#### What is required
Reproduce the entries that follow exactly, dropping each image.

#### Data in this exercise
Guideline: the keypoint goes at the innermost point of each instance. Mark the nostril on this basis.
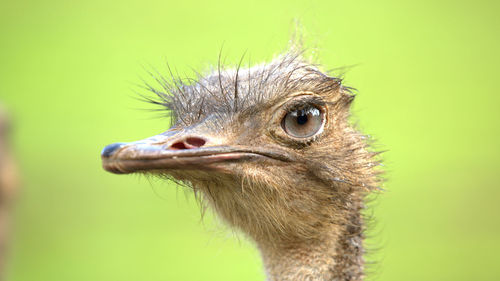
(188, 143)
(196, 142)
(178, 145)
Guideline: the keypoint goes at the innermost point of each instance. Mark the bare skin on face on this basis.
(271, 150)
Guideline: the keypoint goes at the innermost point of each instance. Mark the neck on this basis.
(337, 255)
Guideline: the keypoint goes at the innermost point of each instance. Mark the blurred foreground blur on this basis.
(8, 184)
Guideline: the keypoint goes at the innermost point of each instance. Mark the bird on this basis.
(8, 186)
(270, 148)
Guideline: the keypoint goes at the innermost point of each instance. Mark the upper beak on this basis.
(177, 149)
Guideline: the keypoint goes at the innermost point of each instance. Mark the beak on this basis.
(179, 150)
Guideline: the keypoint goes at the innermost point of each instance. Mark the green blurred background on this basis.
(427, 79)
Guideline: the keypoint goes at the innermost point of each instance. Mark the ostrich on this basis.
(8, 186)
(271, 151)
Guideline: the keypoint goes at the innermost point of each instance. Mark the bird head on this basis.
(269, 148)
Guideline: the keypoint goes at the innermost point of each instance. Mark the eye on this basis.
(303, 122)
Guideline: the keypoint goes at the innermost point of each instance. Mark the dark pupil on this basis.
(302, 118)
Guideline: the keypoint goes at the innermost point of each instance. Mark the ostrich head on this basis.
(269, 148)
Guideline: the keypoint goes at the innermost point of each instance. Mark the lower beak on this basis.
(177, 150)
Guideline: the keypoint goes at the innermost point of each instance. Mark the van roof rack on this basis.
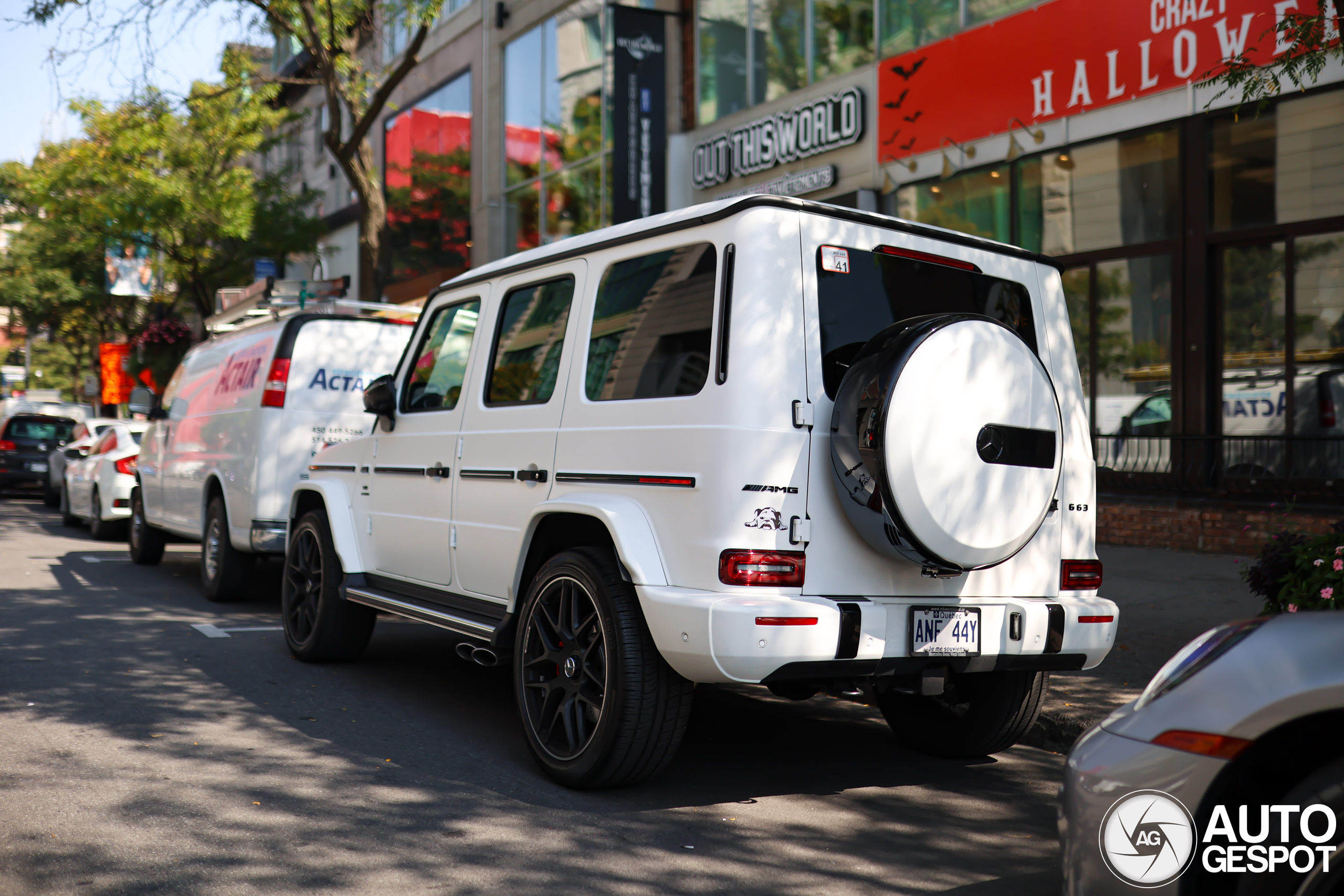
(270, 299)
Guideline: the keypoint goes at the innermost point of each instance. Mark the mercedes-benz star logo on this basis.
(1148, 839)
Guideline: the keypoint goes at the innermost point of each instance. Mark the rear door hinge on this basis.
(803, 414)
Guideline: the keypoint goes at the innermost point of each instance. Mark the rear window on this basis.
(46, 430)
(878, 291)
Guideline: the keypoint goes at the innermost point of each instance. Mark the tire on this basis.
(66, 516)
(99, 529)
(319, 625)
(982, 714)
(224, 568)
(145, 542)
(600, 704)
(1324, 786)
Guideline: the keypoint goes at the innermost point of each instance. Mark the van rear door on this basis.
(331, 361)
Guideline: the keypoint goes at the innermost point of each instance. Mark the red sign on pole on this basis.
(118, 383)
(1058, 59)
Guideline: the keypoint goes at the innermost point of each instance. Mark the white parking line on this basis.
(215, 632)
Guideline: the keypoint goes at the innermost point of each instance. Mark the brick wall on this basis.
(1202, 525)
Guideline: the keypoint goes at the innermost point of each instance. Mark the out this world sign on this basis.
(811, 128)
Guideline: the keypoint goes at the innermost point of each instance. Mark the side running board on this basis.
(456, 621)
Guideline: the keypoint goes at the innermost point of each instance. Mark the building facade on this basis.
(1203, 242)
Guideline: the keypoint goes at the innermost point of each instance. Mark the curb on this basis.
(1058, 733)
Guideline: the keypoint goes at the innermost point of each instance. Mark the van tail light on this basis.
(1079, 575)
(273, 392)
(776, 568)
(1206, 745)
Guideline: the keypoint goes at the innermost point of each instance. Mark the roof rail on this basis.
(270, 299)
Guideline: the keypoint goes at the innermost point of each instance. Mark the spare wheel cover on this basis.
(968, 452)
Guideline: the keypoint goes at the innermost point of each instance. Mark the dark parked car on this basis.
(25, 442)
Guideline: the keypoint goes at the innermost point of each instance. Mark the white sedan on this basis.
(99, 487)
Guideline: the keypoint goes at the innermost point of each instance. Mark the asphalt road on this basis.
(140, 757)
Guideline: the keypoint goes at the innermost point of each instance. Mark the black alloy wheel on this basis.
(600, 704)
(145, 543)
(320, 625)
(563, 668)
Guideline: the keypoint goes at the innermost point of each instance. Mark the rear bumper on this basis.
(717, 637)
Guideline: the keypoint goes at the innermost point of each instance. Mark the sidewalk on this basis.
(1166, 598)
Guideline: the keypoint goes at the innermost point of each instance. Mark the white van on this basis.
(754, 441)
(241, 419)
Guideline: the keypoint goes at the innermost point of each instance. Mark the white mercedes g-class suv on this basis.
(754, 441)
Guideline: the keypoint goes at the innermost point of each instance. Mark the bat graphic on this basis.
(901, 70)
(899, 100)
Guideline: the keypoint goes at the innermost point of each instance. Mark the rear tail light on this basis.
(1079, 575)
(273, 392)
(762, 567)
(1206, 745)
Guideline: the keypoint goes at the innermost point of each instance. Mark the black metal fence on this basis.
(1269, 467)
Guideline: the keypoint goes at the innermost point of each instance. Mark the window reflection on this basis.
(1133, 339)
(429, 191)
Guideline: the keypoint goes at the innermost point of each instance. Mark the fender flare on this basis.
(337, 500)
(636, 544)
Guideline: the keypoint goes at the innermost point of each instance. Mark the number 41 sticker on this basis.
(835, 260)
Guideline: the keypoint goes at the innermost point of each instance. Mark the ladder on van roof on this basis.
(270, 299)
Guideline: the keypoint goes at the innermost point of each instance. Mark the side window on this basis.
(651, 325)
(529, 343)
(440, 367)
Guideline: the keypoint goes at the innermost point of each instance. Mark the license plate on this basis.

#### Solution to this problem
Guideline: the keypoint goes at the innermost point of each instance. Mark the nostril on this basis.
(188, 143)
(196, 142)
(178, 145)
Guideline: the keypoint goes at the innermost point of each instance. Mark the bare skin on face on this basis.
(271, 150)
Guideline: the keypoint goes at the innermost point of each instance. Mark the neck on this basis.
(337, 255)
Guideline: the keypoint goes at the innermost point of each instance. Mark the blurred foreground blur on this basis.
(8, 184)
Guideline: the keypoint goes at the innermost point of each instance. Mark the bird on this basis.
(8, 186)
(270, 148)
Guideline: the keypoint goes at the innermost point of each instance. Mark the upper beak on this basis.
(177, 149)
Guideline: the keypoint goes at the innermost point of each instance. Mark the beak on this basis.
(179, 150)
Guideline: the keypoint goes at the innermost point of each instance. Mark the green blurred background on this basis.
(427, 79)
Guideline: the keypoint goes at the innermost point of each instance. Mark the ostrich on this basis.
(8, 186)
(271, 151)
Guideline: the keypoint goes at the innermost point of each instance. Mark the bird head on this basis.
(269, 148)
Guideline: the keypoint goes at the innermost point of each instance. Mark the eye on this basis.
(303, 122)
Guideline: the keypoint goes at the innermost point of each instance. Mark the dark pupil on this basis.
(302, 118)
Guideline: the keypoint goes at the innermost point of each instance. Mark the ostrich head on this basis.
(269, 148)
Guideline: the keypoint goes at the innermost point of each instance. Mark the lower beak on this basis.
(177, 150)
Guideline: the keypoint goes at the innermost point of each instance. Mark the van roof rack on this basis.
(270, 299)
Guideline: the keypoint goes at the innermost point of each instance. Mark the mercedes-benz star logo on this basis.
(1148, 839)
Guideline: the keypoint goes at the innermost point of each instance. Mark the rear door hinge on this basis.
(803, 414)
Guideline: the keypoint goes at the innermost point of each instance. Mark the rear window on this basis.
(46, 430)
(878, 291)
Guideline: the keypoint goes at the innermost point of each instance. Mark the tire on this basis.
(66, 516)
(99, 529)
(319, 625)
(982, 714)
(224, 568)
(145, 542)
(600, 704)
(1324, 786)
Guideline: the keypoint goes at the innermost point of each instance. Mark the van rear door on this basis.
(331, 361)
Guideline: the keypoint goes at the innermost point of each instance. Mark the red sign on pole on this basis.
(118, 383)
(1058, 59)
Guideline: the keypoint goes at the innermost point of each instance. Mark the white parking line on this basis.
(215, 632)
Guideline: the keypoint goes at the innermost point of each instance. Mark the brick wall on this basis.
(1202, 525)
Guideline: the keypoint goes at the innermost point of each instance. Mark the out this world sign on this basis.
(811, 128)
Guideline: the keypoint goes at the innermost point of each instance. Mark the side running board on this basis.
(456, 621)
Guideline: the keypoint goes at the innermost point of each instance. Mark the building facade on this basis.
(1203, 242)
Guideline: the keypoint goes at the innermost point of each instance. Mark the curb on this basis.
(1058, 733)
Guideline: the keypoint goes at the innermost point of each instance. Mark the van tail light on this basis.
(1079, 575)
(273, 392)
(776, 568)
(1206, 745)
Guideline: the keypoint goes at the innermost point of each instance. Mark the roof rail on this basis.
(270, 299)
Guideline: the keypoint goes at the innermost point of each instance. Mark the spare wheel cover on this basis.
(968, 452)
Guideline: the keypoint goes at the innermost point of each instance. Mark the dark parked car on this basis.
(25, 442)
Guideline: the keypoint goes at the innermost point of each instance. Mark the white sedan on this basis.
(99, 487)
Guideline: the keypoint goes at the innermost point of each instance. Mark the asphalt road on this basis.
(140, 757)
Guideline: the keypoint goes at the innermost point of each instance. Mark the black alloy wheel on this basis.
(600, 704)
(145, 543)
(320, 625)
(563, 668)
Guideline: the keypoint goes at the innermost point of each instance. Mark the rear bumper on this basis.
(717, 637)
Guideline: the keypoint goes at the innermost point of each instance. Mark the sidewalk on this basis.
(1166, 598)
Guideline: the keypoint goes at the innermost point of each instance. Mark the white van on this basis.
(754, 441)
(241, 419)
Guideline: the keypoint goes at the innermost point of each instance. Mark the white mercedes g-class suv on this basis.
(754, 441)
Guideline: the keypoint goes at the innermost point of each instance. Mark the bat graphic on this basis.
(901, 70)
(899, 100)
Guideline: the keypoint goes at the innermost point of each instance. Mark the rear tail light on this basis.
(1079, 575)
(273, 392)
(762, 567)
(1206, 745)
Guideline: the keypoint goes at the innermost point of each instance. Mark the black metal fence on this basis.
(1269, 467)
Guideline: the keypoint goes at the innermost point of each instance. Mark the window reflection on this basis.
(1133, 339)
(429, 191)
Guideline: the keypoint goes at the innermost point of each instance. Mark the fender flare on this basis.
(337, 500)
(636, 544)
Guideline: the keypoint goes at the innermost point of each instance. Mark the number 41 sticker on this basis.
(835, 260)
Guideline: the keypoint goes at the innermost point of each instance. Mark the ladder on van roof on this basis.
(270, 299)
Guideline: the keypoint goes at the innermost point of each instance. Mark the side window on this basis.
(651, 325)
(529, 343)
(440, 367)
Guideline: the keypoint goes at the innermost point of each instance. Mark the license plate on this basis.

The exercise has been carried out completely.